Prompt> Drop every picture and give the entries back exactly.

Data entries>
_____

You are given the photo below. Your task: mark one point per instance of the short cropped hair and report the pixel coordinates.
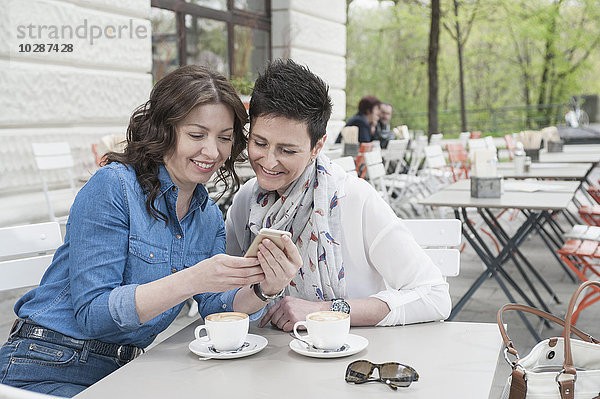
(367, 103)
(289, 90)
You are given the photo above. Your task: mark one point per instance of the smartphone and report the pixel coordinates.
(272, 234)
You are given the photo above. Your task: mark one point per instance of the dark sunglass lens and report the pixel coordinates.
(397, 374)
(358, 371)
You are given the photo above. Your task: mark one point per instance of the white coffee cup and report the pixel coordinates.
(225, 331)
(326, 330)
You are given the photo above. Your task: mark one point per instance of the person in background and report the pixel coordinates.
(356, 255)
(142, 237)
(383, 129)
(366, 119)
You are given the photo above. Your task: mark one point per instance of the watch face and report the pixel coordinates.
(339, 305)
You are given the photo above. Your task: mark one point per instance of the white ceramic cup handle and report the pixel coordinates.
(197, 333)
(300, 323)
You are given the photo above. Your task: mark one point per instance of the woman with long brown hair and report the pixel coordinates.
(142, 237)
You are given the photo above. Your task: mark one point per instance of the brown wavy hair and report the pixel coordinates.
(151, 133)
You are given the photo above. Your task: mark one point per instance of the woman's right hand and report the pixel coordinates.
(279, 266)
(224, 272)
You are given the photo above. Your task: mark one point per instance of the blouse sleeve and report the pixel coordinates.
(98, 228)
(416, 291)
(235, 224)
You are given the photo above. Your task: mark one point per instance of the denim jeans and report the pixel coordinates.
(49, 368)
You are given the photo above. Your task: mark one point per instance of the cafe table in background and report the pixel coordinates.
(453, 359)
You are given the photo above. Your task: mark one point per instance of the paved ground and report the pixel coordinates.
(481, 308)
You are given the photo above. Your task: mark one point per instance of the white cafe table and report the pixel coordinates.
(576, 171)
(557, 186)
(453, 359)
(571, 157)
(581, 148)
(537, 207)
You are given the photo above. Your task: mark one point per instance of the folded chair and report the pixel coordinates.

_____

Written response>
You are given the photo below. Your task: mark one point per instance of the short cropped hair and report the pixel coordinates.
(367, 103)
(289, 90)
You are given the photo above. Your task: mark one point per instance of the smartphone and report the pixel coordinates.
(272, 234)
You are given the photo above. Your task: mark one point per instance of the dark sunglass lens and report the pixel coordinates.
(397, 374)
(358, 371)
You are given the photo above. Your task: mark one point per instance of the white coffee cup and report the pixel coordinates.
(225, 331)
(326, 330)
You are given the photo above. Your task: mark one point per instance of the person in background and report the pixel coordinates.
(356, 255)
(142, 237)
(383, 129)
(366, 119)
You are given the photo above. Your task: mark one point per instance of the watch face and report the pixel coordinates.
(339, 305)
You are given the photo above. Your task: mark one point per instance of the white ceramic cup handle and report the pixel coordinates.
(197, 333)
(300, 323)
You are given the photo above. Your task: mark one point per instance of the woman with long brown hair and report the pixel coordinates.
(142, 237)
You are given the photo above. Your task: mark one point per instance of the brown wavy hair and report the pixel coordinates.
(151, 133)
You are given the photo above. Your task: mark one point per instance of the woman's right hand and report the pixel coordinates.
(279, 266)
(224, 272)
You are given the photo above. Your task: mark one point per instance of the blouse sleeve and report the pixel coordinates.
(98, 228)
(416, 291)
(235, 224)
You are given the photo above. Your task: mark one point per instance of the denim jeans and report the pixel coordinates.
(49, 368)
You are given the photo above. Your task: mark one point per instance of the cafe table in background and report the pixel coordinates.
(453, 359)
You are given the photo above. Your task: mark one point per instance of the paved ground and report the pixel coordinates.
(481, 308)
You are given the photo above. Your task: mark one point per instance of the white cafe table and report the pixel coordinates.
(576, 171)
(557, 186)
(453, 359)
(571, 157)
(581, 148)
(537, 207)
You are given the photo above. Your task: mark one point per instance of the folded chair and report the pixel coordinates.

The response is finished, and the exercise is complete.